Assigned task =
When a line below contains the string "Locate", show that line.
##### Task data #####
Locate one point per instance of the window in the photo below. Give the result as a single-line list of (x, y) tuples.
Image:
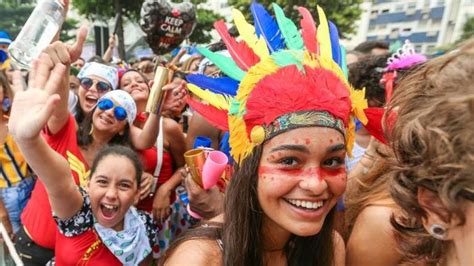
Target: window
[(418, 48)]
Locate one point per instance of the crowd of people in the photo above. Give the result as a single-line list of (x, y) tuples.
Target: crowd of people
[(364, 157)]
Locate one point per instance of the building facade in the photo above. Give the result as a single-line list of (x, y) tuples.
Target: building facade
[(426, 23)]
#####
Response for this exercise =
Locate one point per instance of the window in the photo below. Give the result as a single-line list of (x, y) tuples.
Locate one point per instance of the crowd of people in the photo above. Give the result as a single-line list of (x, y) tuples.
Locate one point per instance of the building facade in the photo above. Give the result as a single-line list of (x, y) tuples.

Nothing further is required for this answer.